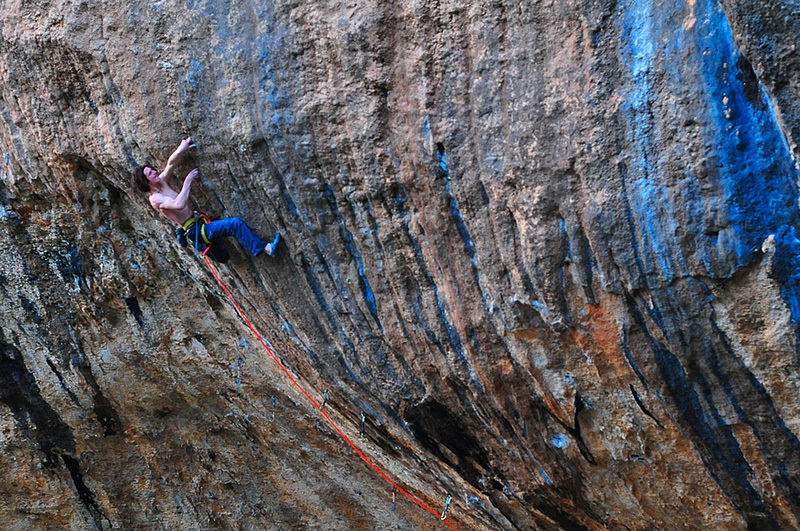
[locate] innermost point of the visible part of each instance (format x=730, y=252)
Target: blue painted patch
x=751, y=161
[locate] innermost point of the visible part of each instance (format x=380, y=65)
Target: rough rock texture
x=547, y=248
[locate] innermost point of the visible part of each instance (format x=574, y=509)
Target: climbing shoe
x=272, y=247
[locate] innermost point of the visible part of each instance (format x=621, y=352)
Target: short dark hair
x=139, y=179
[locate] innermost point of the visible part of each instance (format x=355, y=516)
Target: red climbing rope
x=316, y=405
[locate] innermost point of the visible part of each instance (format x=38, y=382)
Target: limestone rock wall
x=547, y=249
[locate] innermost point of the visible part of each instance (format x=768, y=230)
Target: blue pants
x=235, y=227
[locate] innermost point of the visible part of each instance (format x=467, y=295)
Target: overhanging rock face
x=543, y=256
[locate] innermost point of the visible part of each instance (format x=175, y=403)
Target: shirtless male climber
x=175, y=207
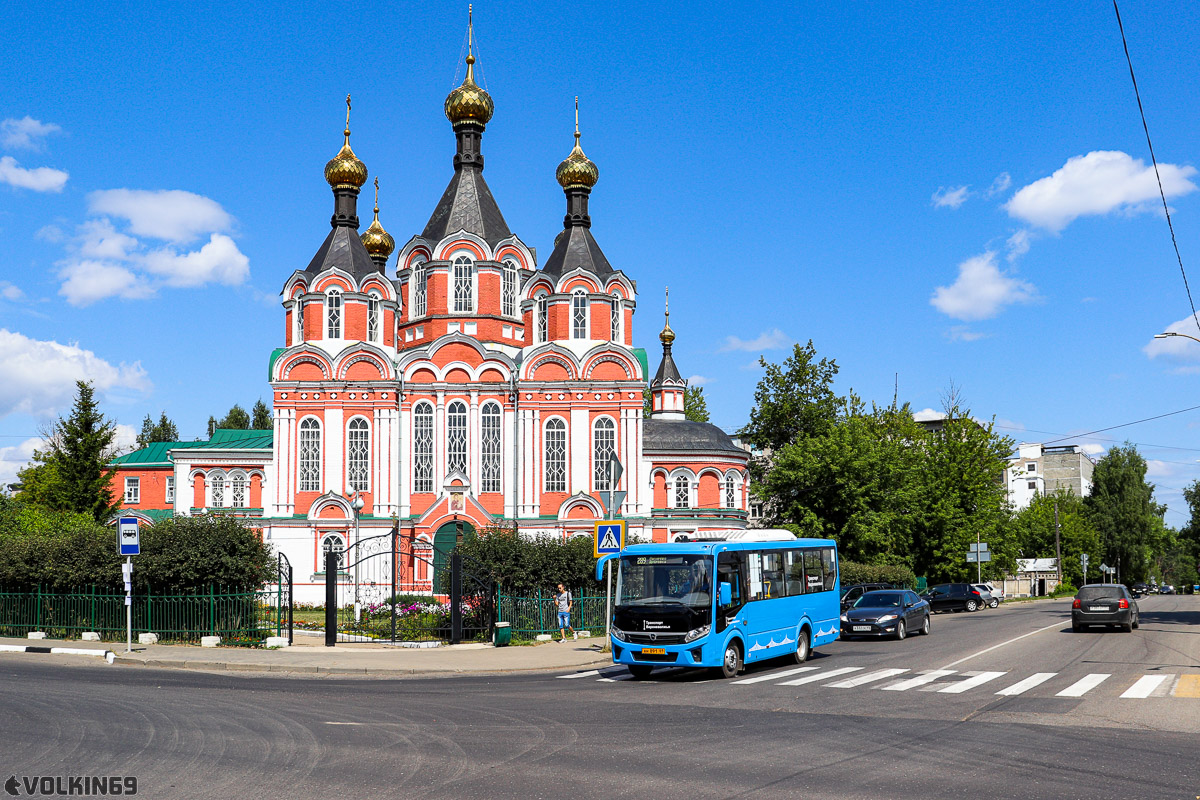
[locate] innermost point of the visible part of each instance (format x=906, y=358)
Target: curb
x=107, y=655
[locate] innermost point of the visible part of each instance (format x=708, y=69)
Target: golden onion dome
x=378, y=241
x=469, y=102
x=345, y=170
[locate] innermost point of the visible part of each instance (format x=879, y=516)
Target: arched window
x=310, y=455
x=423, y=447
x=556, y=456
x=683, y=492
x=580, y=314
x=373, y=314
x=238, y=491
x=456, y=437
x=490, y=447
x=334, y=314
x=419, y=286
x=463, y=289
x=604, y=441
x=358, y=458
x=216, y=487
x=543, y=318
x=509, y=292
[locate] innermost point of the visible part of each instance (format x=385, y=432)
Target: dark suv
x=953, y=596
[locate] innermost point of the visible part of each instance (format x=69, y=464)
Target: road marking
x=955, y=663
x=809, y=679
x=919, y=680
x=1145, y=685
x=773, y=675
x=1023, y=686
x=1084, y=685
x=867, y=679
x=971, y=683
x=1188, y=686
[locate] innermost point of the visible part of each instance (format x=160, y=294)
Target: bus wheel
x=732, y=661
x=803, y=647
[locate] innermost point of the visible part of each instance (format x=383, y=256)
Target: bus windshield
x=665, y=579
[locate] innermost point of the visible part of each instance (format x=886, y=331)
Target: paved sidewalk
x=309, y=657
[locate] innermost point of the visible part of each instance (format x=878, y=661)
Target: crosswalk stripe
x=871, y=677
x=971, y=683
x=1084, y=685
x=919, y=680
x=759, y=679
x=1023, y=686
x=1145, y=685
x=810, y=679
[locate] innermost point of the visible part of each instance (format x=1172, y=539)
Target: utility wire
x=1155, y=161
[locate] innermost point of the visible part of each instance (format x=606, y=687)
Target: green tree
x=261, y=416
x=161, y=431
x=75, y=473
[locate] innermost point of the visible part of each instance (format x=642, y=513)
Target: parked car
x=1104, y=603
x=889, y=612
x=987, y=595
x=851, y=594
x=953, y=596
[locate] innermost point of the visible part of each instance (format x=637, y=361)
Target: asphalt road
x=945, y=734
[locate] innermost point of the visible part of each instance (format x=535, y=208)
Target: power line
x=1155, y=161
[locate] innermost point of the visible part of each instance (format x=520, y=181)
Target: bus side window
x=793, y=564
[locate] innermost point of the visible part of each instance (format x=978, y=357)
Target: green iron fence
x=533, y=615
x=238, y=618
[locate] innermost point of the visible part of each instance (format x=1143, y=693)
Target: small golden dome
x=378, y=241
x=345, y=170
x=469, y=102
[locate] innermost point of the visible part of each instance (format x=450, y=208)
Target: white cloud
x=772, y=340
x=25, y=133
x=217, y=262
x=40, y=376
x=1099, y=182
x=87, y=281
x=949, y=197
x=173, y=215
x=39, y=179
x=981, y=290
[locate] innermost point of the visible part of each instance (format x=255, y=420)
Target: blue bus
x=775, y=595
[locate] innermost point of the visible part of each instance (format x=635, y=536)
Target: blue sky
x=933, y=193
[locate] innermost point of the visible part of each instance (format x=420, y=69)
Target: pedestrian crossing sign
x=610, y=537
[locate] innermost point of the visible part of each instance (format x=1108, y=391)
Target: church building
x=454, y=386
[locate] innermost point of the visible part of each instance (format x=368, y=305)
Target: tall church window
x=683, y=492
x=556, y=456
x=310, y=455
x=509, y=292
x=358, y=455
x=490, y=447
x=543, y=318
x=580, y=316
x=423, y=447
x=456, y=437
x=463, y=290
x=420, y=282
x=604, y=443
x=373, y=317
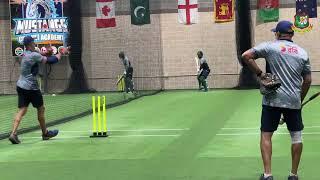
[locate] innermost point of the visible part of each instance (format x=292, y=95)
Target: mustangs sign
x=42, y=19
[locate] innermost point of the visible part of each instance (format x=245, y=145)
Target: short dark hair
x=200, y=54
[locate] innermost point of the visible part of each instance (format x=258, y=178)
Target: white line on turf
x=248, y=134
x=280, y=127
x=130, y=130
x=110, y=136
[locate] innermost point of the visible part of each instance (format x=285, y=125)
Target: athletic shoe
x=293, y=178
x=13, y=138
x=267, y=178
x=50, y=134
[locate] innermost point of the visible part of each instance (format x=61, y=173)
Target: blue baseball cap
x=283, y=27
x=27, y=40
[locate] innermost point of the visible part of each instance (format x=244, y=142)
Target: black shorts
x=270, y=118
x=27, y=96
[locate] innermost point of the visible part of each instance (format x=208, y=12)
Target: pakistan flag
x=140, y=13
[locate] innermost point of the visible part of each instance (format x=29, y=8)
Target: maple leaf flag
x=106, y=16
x=188, y=11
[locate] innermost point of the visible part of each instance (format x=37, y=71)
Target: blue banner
x=44, y=20
x=307, y=7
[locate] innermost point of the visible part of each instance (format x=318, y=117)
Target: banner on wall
x=105, y=11
x=140, y=13
x=44, y=20
x=308, y=7
x=302, y=23
x=268, y=10
x=188, y=12
x=224, y=10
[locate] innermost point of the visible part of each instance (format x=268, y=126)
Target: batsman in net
x=127, y=74
x=28, y=89
x=283, y=89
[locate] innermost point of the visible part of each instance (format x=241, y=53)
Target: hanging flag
x=188, y=11
x=268, y=10
x=105, y=10
x=140, y=13
x=224, y=10
x=308, y=7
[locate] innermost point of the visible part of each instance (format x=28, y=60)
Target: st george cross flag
x=224, y=10
x=188, y=11
x=307, y=7
x=105, y=10
x=268, y=10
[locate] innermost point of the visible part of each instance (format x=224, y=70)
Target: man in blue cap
x=28, y=89
x=291, y=64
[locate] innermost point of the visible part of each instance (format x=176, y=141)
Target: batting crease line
x=247, y=134
x=239, y=128
x=110, y=136
x=127, y=130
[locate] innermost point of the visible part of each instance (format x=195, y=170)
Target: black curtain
x=78, y=80
x=247, y=79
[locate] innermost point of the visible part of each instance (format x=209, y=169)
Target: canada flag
x=106, y=16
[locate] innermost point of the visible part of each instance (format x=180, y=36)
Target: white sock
x=291, y=174
x=266, y=175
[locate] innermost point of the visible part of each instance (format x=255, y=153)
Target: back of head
x=200, y=54
x=121, y=55
x=284, y=29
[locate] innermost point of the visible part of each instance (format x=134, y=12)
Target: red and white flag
x=106, y=16
x=188, y=11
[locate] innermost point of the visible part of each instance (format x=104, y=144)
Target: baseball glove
x=269, y=83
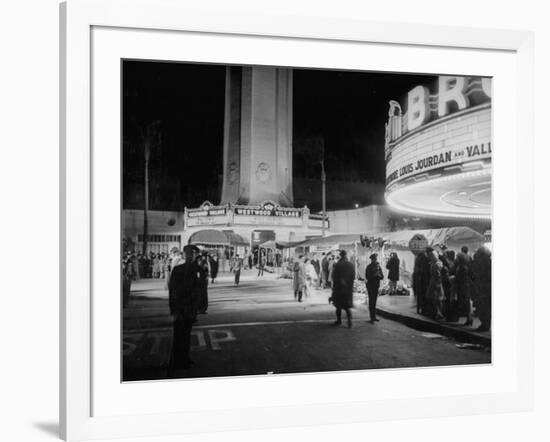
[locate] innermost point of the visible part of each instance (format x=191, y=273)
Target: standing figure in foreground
x=481, y=274
x=463, y=284
x=298, y=278
x=393, y=272
x=373, y=276
x=183, y=298
x=214, y=265
x=236, y=268
x=343, y=275
x=435, y=288
x=420, y=281
x=324, y=271
x=204, y=270
x=261, y=262
x=310, y=277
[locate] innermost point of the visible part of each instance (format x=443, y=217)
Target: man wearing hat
x=184, y=292
x=342, y=287
x=373, y=276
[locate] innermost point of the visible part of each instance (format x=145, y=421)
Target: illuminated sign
x=453, y=94
x=438, y=150
x=268, y=208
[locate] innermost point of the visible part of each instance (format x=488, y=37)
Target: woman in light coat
x=310, y=277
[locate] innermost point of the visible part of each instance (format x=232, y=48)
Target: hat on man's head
x=191, y=248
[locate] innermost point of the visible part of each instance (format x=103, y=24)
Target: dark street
x=258, y=328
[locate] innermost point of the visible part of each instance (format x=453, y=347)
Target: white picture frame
x=80, y=378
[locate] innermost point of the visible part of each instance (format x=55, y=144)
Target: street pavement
x=259, y=328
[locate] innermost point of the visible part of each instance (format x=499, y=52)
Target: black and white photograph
x=279, y=220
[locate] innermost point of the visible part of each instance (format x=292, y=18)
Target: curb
x=435, y=327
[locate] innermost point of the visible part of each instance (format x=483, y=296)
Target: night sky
x=347, y=109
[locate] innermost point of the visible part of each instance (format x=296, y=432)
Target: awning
x=332, y=240
x=211, y=237
x=235, y=239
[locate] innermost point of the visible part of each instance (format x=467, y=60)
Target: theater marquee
x=438, y=150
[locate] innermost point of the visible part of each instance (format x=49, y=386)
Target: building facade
x=439, y=149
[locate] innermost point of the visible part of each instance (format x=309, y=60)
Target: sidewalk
x=403, y=310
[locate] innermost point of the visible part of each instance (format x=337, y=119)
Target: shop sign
x=268, y=208
x=418, y=243
x=207, y=209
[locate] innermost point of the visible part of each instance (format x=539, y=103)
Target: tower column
x=258, y=136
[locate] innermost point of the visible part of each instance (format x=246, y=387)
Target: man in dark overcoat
x=324, y=271
x=481, y=284
x=204, y=270
x=214, y=265
x=184, y=293
x=373, y=276
x=343, y=277
x=420, y=281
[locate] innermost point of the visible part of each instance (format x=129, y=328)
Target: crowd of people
x=447, y=285
x=450, y=285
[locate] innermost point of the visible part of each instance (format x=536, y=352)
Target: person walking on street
x=331, y=262
x=343, y=276
x=298, y=278
x=261, y=263
x=420, y=281
x=183, y=300
x=310, y=277
x=393, y=272
x=373, y=276
x=481, y=274
x=463, y=285
x=435, y=289
x=204, y=270
x=236, y=268
x=214, y=265
x=324, y=271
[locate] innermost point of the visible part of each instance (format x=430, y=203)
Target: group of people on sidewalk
x=340, y=278
x=446, y=285
x=450, y=285
x=305, y=276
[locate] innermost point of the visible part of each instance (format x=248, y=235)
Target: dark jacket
x=184, y=290
x=343, y=277
x=374, y=274
x=393, y=268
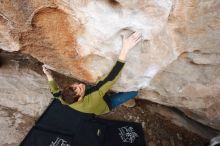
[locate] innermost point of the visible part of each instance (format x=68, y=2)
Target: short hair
x=69, y=95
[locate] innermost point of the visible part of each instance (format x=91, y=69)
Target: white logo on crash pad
x=127, y=134
x=59, y=142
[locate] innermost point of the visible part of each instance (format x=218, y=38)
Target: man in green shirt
x=94, y=100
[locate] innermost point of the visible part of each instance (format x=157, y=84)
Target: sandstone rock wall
x=176, y=64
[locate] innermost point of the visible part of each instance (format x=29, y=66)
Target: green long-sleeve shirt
x=93, y=101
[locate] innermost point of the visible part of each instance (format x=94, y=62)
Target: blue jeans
x=119, y=98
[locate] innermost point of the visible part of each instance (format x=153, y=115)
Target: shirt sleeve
x=108, y=81
x=54, y=89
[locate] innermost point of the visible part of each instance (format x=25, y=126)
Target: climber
x=94, y=100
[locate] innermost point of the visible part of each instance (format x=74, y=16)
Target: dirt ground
x=159, y=131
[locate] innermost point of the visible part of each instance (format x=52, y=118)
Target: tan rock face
x=82, y=39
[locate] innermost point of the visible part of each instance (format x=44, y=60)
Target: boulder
x=176, y=63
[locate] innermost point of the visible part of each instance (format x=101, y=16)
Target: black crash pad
x=61, y=125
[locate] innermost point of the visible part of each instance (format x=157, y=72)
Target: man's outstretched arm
x=108, y=81
x=54, y=89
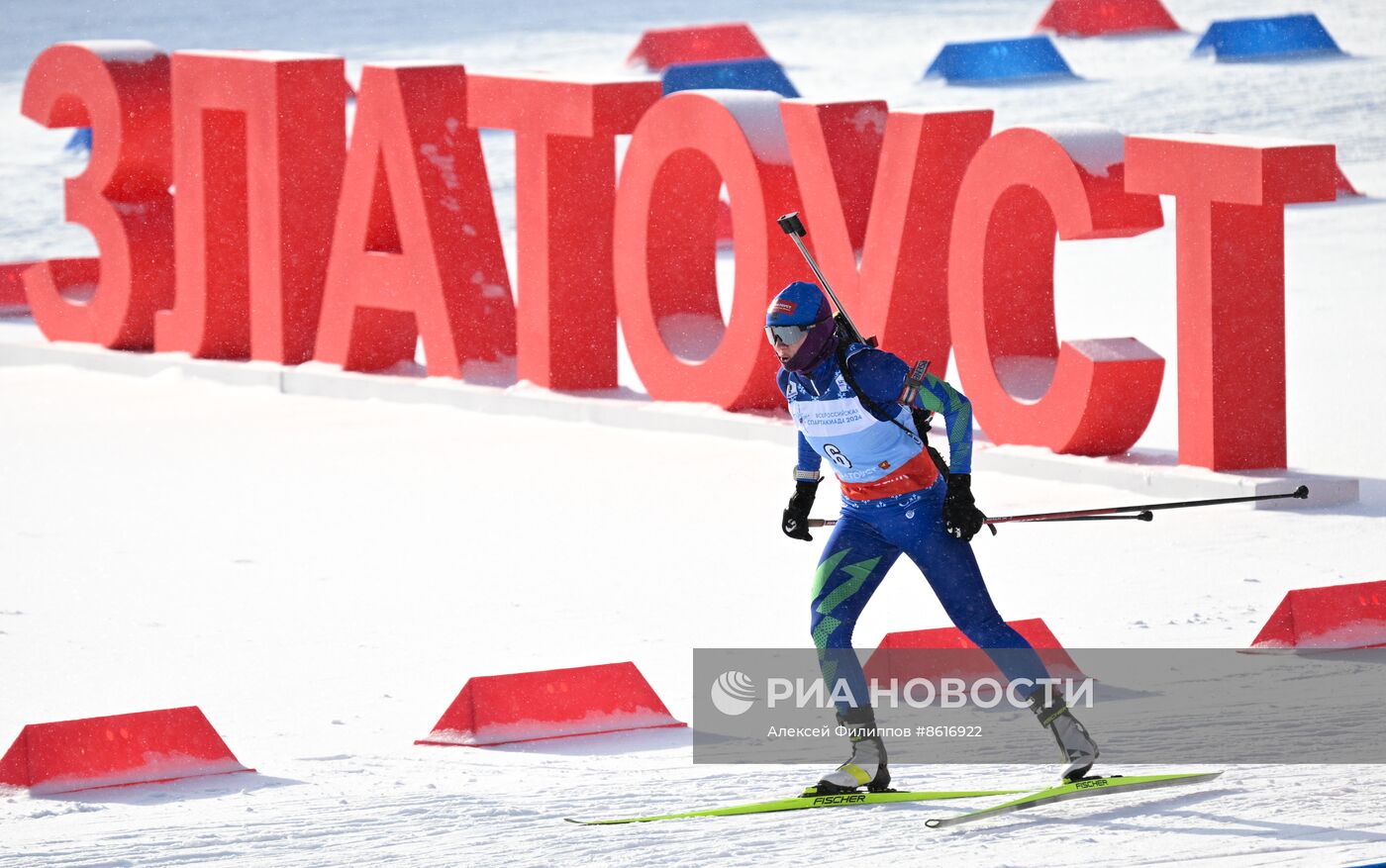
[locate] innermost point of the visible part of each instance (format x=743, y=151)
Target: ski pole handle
x=1140, y=516
x=794, y=229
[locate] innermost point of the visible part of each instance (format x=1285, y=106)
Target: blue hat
x=799, y=304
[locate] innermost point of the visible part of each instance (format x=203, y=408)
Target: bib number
x=836, y=456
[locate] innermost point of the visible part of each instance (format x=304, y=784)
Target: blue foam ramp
x=80, y=141
x=751, y=73
x=1000, y=59
x=1265, y=38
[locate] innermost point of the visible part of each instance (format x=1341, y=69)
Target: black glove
x=962, y=519
x=796, y=516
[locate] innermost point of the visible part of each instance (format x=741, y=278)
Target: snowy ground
x=322, y=576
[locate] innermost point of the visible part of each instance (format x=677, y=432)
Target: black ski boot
x=1078, y=750
x=866, y=766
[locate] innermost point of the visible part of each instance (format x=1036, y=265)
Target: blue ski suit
x=893, y=498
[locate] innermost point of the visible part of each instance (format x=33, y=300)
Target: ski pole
x=1302, y=493
x=794, y=229
x=1140, y=516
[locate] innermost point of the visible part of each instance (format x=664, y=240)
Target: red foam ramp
x=692, y=45
x=1099, y=17
x=11, y=284
x=76, y=280
x=903, y=656
x=1337, y=616
x=547, y=705
x=121, y=749
x=1340, y=182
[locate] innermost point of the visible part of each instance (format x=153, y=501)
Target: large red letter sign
x=564, y=201
x=416, y=251
x=121, y=90
x=901, y=291
x=1230, y=241
x=665, y=286
x=259, y=145
x=1084, y=397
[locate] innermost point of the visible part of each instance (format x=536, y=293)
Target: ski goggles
x=787, y=335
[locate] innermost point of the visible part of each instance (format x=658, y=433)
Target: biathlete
x=898, y=497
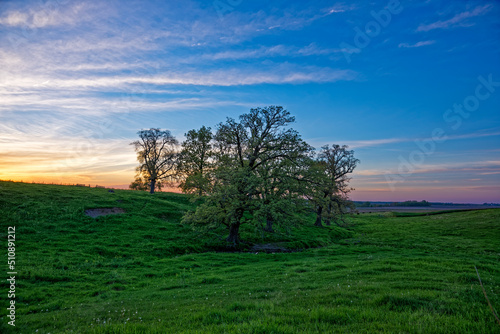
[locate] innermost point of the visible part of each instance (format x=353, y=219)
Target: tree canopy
x=157, y=156
x=255, y=170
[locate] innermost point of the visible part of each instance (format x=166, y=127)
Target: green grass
x=143, y=272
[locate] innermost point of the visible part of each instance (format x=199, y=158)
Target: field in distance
x=141, y=271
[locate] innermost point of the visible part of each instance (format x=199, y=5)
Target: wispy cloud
x=385, y=141
x=458, y=20
x=416, y=45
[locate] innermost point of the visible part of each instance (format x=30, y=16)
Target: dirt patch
x=94, y=213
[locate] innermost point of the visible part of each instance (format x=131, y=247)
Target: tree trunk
x=234, y=237
x=153, y=184
x=318, y=216
x=328, y=213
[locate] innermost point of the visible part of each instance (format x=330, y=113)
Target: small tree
x=196, y=160
x=329, y=181
x=157, y=155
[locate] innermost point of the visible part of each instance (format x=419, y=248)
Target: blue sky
x=78, y=79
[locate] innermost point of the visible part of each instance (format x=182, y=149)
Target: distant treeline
x=405, y=203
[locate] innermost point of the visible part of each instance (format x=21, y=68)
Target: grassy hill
x=143, y=272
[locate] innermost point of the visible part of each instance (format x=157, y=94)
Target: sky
x=413, y=87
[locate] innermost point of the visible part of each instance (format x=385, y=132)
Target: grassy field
x=143, y=272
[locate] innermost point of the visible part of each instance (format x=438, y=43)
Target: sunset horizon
x=413, y=88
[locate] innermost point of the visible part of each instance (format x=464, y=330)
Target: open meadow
x=141, y=271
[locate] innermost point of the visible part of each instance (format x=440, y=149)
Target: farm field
x=141, y=271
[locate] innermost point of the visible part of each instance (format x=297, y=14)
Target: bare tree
x=157, y=155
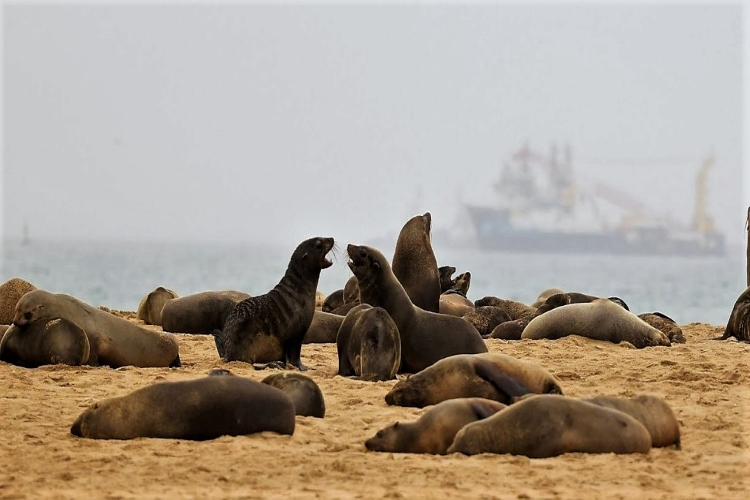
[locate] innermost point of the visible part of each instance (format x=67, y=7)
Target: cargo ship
x=542, y=209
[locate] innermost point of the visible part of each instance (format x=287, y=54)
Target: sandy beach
x=705, y=382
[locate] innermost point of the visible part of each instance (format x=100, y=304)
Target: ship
x=542, y=209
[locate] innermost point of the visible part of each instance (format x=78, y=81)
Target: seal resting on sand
x=426, y=337
x=200, y=409
x=434, y=431
x=270, y=327
x=113, y=341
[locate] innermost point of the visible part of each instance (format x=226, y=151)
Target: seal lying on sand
x=550, y=425
x=113, y=341
x=368, y=344
x=201, y=312
x=200, y=409
x=426, y=337
x=434, y=431
x=600, y=319
x=490, y=376
x=57, y=341
x=271, y=327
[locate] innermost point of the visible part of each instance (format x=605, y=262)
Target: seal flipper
x=503, y=382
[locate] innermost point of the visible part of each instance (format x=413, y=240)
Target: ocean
x=119, y=274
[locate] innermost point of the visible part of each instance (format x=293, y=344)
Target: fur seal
x=600, y=319
x=302, y=390
x=271, y=327
x=368, y=344
x=490, y=375
x=200, y=409
x=113, y=341
x=323, y=328
x=414, y=263
x=149, y=309
x=201, y=312
x=654, y=413
x=434, y=431
x=550, y=425
x=57, y=341
x=426, y=337
x=10, y=293
x=739, y=319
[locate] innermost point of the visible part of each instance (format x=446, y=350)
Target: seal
x=200, y=409
x=738, y=325
x=426, y=337
x=52, y=342
x=653, y=412
x=415, y=265
x=490, y=376
x=270, y=327
x=149, y=309
x=600, y=319
x=323, y=328
x=368, y=344
x=665, y=325
x=10, y=293
x=550, y=425
x=302, y=390
x=434, y=431
x=201, y=312
x=113, y=341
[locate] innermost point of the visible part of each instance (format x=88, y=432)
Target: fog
x=275, y=123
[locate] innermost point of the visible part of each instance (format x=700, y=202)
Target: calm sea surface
x=119, y=274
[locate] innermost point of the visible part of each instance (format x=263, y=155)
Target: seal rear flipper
######
• **TASK DIRECTIONS**: Format the lines from the one containing "(format x=741, y=278)" up to and including the one containing "x=866, y=766" as a numbered list, leaving out any blank lines.

• **ANSWER IN FULL**:
1. [locate] innermost point of the visible part of each instance (format x=741, y=278)
2. Target: snowy ground
3. x=322, y=576
4. [locate] innermost point of the visible part of each instance (format x=677, y=432)
5. Target: black ski boot
6. x=1078, y=750
7. x=866, y=766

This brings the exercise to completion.